SOURCE INFORMATION:
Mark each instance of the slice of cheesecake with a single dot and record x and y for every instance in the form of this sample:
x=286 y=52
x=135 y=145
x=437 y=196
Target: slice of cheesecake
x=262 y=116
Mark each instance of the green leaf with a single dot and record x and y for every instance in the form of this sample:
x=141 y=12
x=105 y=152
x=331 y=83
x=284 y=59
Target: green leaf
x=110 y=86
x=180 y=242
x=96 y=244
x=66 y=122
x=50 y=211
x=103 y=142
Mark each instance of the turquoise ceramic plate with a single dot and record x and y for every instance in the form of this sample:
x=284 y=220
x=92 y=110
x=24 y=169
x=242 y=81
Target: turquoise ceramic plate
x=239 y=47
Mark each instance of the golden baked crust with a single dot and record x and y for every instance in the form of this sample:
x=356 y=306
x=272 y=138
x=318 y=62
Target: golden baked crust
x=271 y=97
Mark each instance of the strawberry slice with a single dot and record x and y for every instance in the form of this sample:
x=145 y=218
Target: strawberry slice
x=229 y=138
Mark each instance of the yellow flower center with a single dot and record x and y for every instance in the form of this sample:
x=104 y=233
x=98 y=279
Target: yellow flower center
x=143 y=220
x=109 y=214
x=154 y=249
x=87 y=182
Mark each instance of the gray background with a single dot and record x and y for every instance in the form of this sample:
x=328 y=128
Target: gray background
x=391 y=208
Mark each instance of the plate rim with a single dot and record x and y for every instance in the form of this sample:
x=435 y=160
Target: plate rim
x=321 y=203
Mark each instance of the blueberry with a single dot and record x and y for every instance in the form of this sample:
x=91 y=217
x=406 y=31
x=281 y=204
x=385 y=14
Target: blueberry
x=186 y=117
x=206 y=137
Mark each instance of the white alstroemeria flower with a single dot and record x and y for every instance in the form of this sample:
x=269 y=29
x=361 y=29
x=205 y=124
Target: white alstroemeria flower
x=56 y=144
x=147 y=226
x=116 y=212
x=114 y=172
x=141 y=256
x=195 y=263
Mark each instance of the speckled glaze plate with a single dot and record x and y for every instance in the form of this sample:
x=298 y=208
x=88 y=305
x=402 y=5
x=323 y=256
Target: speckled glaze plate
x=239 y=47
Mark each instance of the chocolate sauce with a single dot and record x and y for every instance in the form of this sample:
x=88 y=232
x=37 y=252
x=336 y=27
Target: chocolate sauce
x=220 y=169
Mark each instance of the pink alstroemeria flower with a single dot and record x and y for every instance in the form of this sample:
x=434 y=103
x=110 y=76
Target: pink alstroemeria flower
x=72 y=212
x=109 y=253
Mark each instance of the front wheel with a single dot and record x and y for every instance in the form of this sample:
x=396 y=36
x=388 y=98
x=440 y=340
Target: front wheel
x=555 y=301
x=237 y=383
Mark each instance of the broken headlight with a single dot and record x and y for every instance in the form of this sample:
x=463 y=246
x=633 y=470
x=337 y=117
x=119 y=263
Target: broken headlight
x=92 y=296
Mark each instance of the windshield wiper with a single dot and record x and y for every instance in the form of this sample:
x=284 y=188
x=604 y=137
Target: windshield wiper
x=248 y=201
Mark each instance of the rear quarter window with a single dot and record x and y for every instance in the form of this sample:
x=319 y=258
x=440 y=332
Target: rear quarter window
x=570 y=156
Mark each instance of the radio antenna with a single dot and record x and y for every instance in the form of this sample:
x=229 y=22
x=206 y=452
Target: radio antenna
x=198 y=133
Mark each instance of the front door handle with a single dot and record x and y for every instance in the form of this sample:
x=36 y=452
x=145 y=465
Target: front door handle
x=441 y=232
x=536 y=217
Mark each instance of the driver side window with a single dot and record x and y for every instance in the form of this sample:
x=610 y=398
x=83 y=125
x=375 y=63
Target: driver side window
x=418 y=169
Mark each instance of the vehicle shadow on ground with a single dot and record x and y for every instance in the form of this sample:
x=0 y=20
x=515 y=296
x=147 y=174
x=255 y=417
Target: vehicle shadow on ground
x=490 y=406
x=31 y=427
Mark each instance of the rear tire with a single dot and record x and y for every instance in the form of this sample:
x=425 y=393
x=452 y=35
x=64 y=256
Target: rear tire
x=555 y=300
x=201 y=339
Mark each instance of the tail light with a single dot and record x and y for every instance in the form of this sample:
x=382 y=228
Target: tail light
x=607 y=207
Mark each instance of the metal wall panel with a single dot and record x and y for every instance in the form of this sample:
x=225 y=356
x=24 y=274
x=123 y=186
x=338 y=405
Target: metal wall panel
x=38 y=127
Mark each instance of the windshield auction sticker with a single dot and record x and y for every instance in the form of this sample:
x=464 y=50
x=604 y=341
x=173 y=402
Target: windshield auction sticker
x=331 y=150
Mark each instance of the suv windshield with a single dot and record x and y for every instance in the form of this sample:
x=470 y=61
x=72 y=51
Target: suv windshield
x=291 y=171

TASK PROMPT: An exact retyping of the full listing is required.

WRITTEN REPLY:
Mark each instance of the slice of cheesecake with a single dot and record x and y for every instance in the form of this sample:
x=286 y=52
x=135 y=145
x=437 y=196
Target: slice of cheesecake
x=262 y=116
Mark each instance of the green leaf with a single dot and record x and y for every instance in the form of this sample:
x=141 y=12
x=105 y=152
x=331 y=83
x=284 y=59
Target: green leaf
x=110 y=86
x=180 y=242
x=96 y=244
x=66 y=122
x=50 y=211
x=103 y=142
Mark each instance of the turquoise ceramic plate with a single dot and record x and y for every instance in the form of this sample:
x=284 y=220
x=92 y=110
x=24 y=169
x=242 y=81
Target: turquoise ceramic plate
x=239 y=47
Mark each instance of the golden baked crust with a single dot and record x and y for every instance in the form of this sample:
x=356 y=306
x=272 y=138
x=318 y=62
Target: golden baked crust
x=271 y=97
Mark each instance of the strawberry slice with a single dot and record x and y for every instance in the form of this sample:
x=145 y=218
Target: strawberry slice
x=229 y=138
Mark each instance of the yellow flower center with a single dot and record x and y for every instance in the form of this sample:
x=104 y=233
x=98 y=279
Target: yellow flower center
x=143 y=220
x=109 y=214
x=154 y=249
x=87 y=182
Mark each instance of the gray background with a single dot and record x and y for every instance in the form of this sample:
x=328 y=128
Target: gray background
x=391 y=208
Mark each instance of the plate rim with a single dot and record x and y for every instance in the form of this sample:
x=435 y=160
Target: plate rim
x=321 y=203
Mark each instance of the blueberry with a single dot and record x and y for every instance in the form of this sample:
x=91 y=217
x=406 y=31
x=281 y=204
x=385 y=14
Target: blueberry
x=186 y=117
x=206 y=137
Mark each instance of the white alstroemeria flower with a single dot and record x and y for every instance in the form of this sample:
x=269 y=29
x=361 y=29
x=205 y=124
Target: white alstroemeria flower
x=56 y=144
x=147 y=226
x=116 y=212
x=114 y=172
x=141 y=256
x=195 y=263
Mark each instance of the speckled glaze plate with a single dot and record x and y for every instance in the form of this sample:
x=298 y=208
x=88 y=305
x=402 y=5
x=323 y=256
Target: speckled glaze plate
x=239 y=47
Mark each instance of the chocolate sauce with a single dot and record x and y for every instance in the form of this sample:
x=88 y=232
x=37 y=252
x=336 y=27
Target: chocolate sauce
x=220 y=169
Mark each instance of the pink alstroemeria flower with a single dot and record x and y for every instance in the form of this sample:
x=434 y=103
x=110 y=76
Target: pink alstroemeria flower
x=72 y=212
x=109 y=253
Mark each instance of the front wheel with a single dot and record x and y for every instance in the form of this sample:
x=396 y=36
x=388 y=98
x=440 y=340
Target: front wheel
x=555 y=301
x=237 y=383
Mark each instance of the broken headlight with a single dot and record x and y for every instance in the form of this sample:
x=463 y=246
x=633 y=470
x=337 y=117
x=119 y=263
Target: broken headlight
x=92 y=296
Mark each instance of the windshield wiper with a single dot and record x and y for every instance in the form of this sample:
x=284 y=188
x=604 y=137
Target: windshield wiper
x=248 y=201
Mark each instance of the rear quarter window with a single dot and record x and y for every instance in the form of this sample:
x=319 y=258
x=440 y=332
Target: rear quarter window
x=570 y=156
Mark each instance of the radio antenna with a single dot and record x and y for every instance in the form of this sample:
x=229 y=22
x=206 y=452
Target: radio antenna
x=198 y=133
Mark each instance of the front door handle with a single dot and record x and y for every instance in the form of this sample:
x=36 y=452
x=145 y=465
Target: front door handle
x=441 y=232
x=536 y=217
Mark each instance of the driver side window with a single dot and record x and y for every instance in the form of this sample:
x=610 y=398
x=83 y=125
x=375 y=63
Target: driver side window
x=418 y=169
Mark each instance of the vehicle shadow on ground with a single dot and record x and y for every instance in the form of this sample:
x=0 y=20
x=515 y=296
x=147 y=174
x=255 y=417
Target: vehicle shadow on ground
x=490 y=406
x=31 y=427
Mark each instance of the rear tire with a single dot and record x and y for every instance in the form of this sample:
x=425 y=393
x=452 y=35
x=64 y=256
Target: rear tire
x=555 y=300
x=201 y=339
Mark each instance of the tail light with a single dot and record x and y for every instance in the form of this sample:
x=382 y=228
Target: tail light
x=607 y=207
Mark each instance of the metal wall panel with a single dot and record x and y for every instance in the form of this sample:
x=225 y=356
x=24 y=274
x=123 y=186
x=338 y=405
Target: metal wall panel
x=38 y=127
Mark each instance of the windshield auction sticker with a single dot and record x and y for every instance in the form of this sample:
x=464 y=50
x=604 y=341
x=173 y=402
Target: windshield auction sticker
x=331 y=150
Mark each instance of the suv windshield with a single dot and record x and y for every instance in the form of this sample:
x=470 y=61
x=72 y=51
Target: suv windshield
x=291 y=171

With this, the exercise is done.